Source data

════════

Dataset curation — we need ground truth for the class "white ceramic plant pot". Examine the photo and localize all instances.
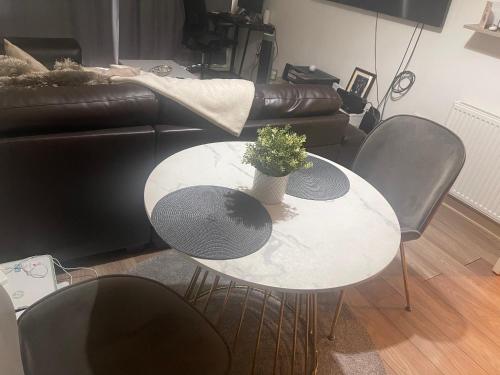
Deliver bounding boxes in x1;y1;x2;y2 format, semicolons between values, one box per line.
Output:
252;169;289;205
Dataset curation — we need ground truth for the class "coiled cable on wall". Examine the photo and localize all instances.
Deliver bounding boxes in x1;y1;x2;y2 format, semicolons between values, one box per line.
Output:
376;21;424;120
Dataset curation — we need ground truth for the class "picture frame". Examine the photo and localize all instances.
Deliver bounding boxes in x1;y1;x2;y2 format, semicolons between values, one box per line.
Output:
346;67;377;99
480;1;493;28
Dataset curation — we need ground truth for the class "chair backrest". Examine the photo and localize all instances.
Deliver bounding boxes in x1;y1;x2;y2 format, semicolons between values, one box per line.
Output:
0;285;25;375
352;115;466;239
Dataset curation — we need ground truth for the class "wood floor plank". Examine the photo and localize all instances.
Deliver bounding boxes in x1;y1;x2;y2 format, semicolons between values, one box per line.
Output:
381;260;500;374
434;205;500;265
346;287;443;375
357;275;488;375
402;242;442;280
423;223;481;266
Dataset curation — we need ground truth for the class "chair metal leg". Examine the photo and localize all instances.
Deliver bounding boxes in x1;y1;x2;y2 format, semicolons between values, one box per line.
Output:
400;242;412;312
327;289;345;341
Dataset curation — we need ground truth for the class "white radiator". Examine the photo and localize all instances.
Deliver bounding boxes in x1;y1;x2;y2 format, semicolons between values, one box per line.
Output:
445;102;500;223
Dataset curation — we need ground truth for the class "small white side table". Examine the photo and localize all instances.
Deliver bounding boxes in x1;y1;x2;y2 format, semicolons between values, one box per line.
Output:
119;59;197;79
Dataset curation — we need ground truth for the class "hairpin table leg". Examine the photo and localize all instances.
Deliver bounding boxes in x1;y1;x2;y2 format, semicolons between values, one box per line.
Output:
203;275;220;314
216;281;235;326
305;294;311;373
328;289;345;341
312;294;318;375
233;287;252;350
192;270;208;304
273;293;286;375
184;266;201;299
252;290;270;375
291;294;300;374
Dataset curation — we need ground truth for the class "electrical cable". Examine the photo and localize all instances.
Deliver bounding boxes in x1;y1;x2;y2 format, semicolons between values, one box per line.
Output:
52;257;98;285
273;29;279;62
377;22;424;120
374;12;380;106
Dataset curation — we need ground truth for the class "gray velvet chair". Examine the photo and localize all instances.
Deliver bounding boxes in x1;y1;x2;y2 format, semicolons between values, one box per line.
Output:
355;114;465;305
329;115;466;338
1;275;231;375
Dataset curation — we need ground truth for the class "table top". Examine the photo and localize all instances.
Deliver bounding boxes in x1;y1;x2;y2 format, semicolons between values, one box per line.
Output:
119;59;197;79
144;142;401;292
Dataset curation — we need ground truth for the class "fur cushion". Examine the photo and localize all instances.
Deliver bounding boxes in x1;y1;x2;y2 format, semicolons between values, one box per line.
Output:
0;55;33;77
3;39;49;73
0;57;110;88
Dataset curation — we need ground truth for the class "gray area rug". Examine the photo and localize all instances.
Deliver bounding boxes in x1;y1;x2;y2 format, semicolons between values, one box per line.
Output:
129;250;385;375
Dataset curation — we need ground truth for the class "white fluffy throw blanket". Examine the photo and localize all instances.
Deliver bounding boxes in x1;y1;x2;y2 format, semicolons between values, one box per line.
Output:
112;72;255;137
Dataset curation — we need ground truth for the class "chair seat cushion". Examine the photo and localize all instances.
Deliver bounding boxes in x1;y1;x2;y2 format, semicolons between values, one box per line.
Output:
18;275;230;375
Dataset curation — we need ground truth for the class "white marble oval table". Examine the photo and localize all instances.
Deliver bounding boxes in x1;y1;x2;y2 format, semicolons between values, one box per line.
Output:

════════

Above are the records; give them all again exactly, apart from the pictures.

Worked solution
Dataset curation — we need ground truth for the class "white ceramic plant pot". Examine the photo and localize all instances.
Deliver bounding boxes in x1;y1;x2;y2 format, semicolons between values, one box per line.
Output:
252;169;289;205
Dataset curation — we need ground truth for the class "coiled cable on wall". Examine the photo and localize all instances.
Deliver bounding boxes in x1;y1;x2;y2 format, semicolons between values, one box per line.
Output:
376;21;424;120
Dataset curation — we need ground truth for the class "picture frame". Examine the photo and localize all instances.
Deliver bounding boxes in x1;y1;x2;y2 format, semicolons between values, one box per line.
Output:
346;67;377;99
480;1;493;28
Dataset curation — we need ground truth for the class "chair backrest". Examine the photo and localize all instances.
Deliver bounding boxes in x1;y1;x2;y2 format, semicolons between values, one box per line.
Output:
0;285;25;375
352;115;466;239
Dataset curation — we need ground truth for the class "wood floor plank". Examine the photo and localize all instances.
Deliver bounding boxes in x1;y1;x2;y2 format, semicolons between values, one box per line.
Output:
381;260;500;374
434;205;500;265
346;287;443;375
357;275;488;375
402;242;442;280
423;223;481;266
Dataset curation — we need ground truth for the class "chair metal leg". Examine the photo and localize all instances.
Deliver bounding boxes in x1;y1;x2;y2 format, semicolons between values, one box per line.
Output:
400;242;412;312
327;289;345;341
Dataset curation — we need ground truth for the class "white radiator". Examine the photo and localize all instances.
Deliver bounding boxes in x1;y1;x2;y2 format, semicolons between values, one box per line.
Output:
445;102;500;223
Dataset curation — we need ground truth for the class "small white side table". Examine the photo and localize all instances.
Deliver bounding boxes in x1;y1;x2;y2 format, semicolons between values, one box per line.
Output:
119;59;197;79
Dataset curation — we need ground truth for the class "hairpin table leg". Examine the photo and localize all instances.
Deliver bounding boxes in x1;y1;x2;y2 format, semicolons between values, one box per line.
Output:
203;275;220;314
216;281;235;326
305;294;311;373
328;289;345;341
312;294;318;375
233;287;252;350
192;270;208;304
273;293;286;375
184;266;201;299
252;290;270;375
291;294;300;374
Dataset curation — we need ground truth for the class "electrical cable". Examine the photo and localize all instances.
Deliver bounding boxes in x1;y1;x2;y2 format, semicolons between values, one box per line.
Output:
52;257;98;285
273;29;279;62
377;22;424;120
374;12;380;106
Dataset curation — we need ground truth for the class "gray velvet chair". Examine the photo and localize all instances.
Deliver bounding boxes in x1;y1;x2;y2 format, semicolons between values, one box per line.
Output:
355;114;465;305
329;115;466;338
1;275;231;375
Dataset curation — we need ground truth for the class "table top". Examine the photo and localize all instances.
Deliver bounding boxes in x1;y1;x2;y2 format, semicolons between values, one box per line.
Output:
119;59;197;79
144;142;401;292
Dataset curation — we need ground truth for the class "fur cushion". Examine the photo and localize all instances.
Deliver bounding boxes in x1;y1;x2;y2 format, semicolons between values, one box per line.
Output:
0;55;33;77
3;39;49;73
0;57;110;88
Dataset curation — we need ground truth for the class "gray area rug". Examine the photo and localize all instances.
Deliver bounding boxes in x1;y1;x2;y2 format, semicolons between values, one box per line.
Output:
129;250;385;375
Dataset curation — we need ground truth for the class "white fluffy throw blanket". Examine the photo and localize all instances.
Deliver bounding boxes in x1;y1;x2;y2 format, semicolons between values, one box per line.
Output:
112;72;255;137
Dataset curation — we need ground truth for the class "chair seat cushion". Examine the photo and localize all instances.
Deliver bounding boxes in x1;y1;x2;y2 format, semicolons between values, one box per line.
Output:
18;275;230;375
Dataset curation — we need ground truth for the class "white marble oval table". Examine the photo and localize all instances.
Deliver bounding boxes in x1;y1;x2;y2 format, semicolons between values, one box per line.
Output:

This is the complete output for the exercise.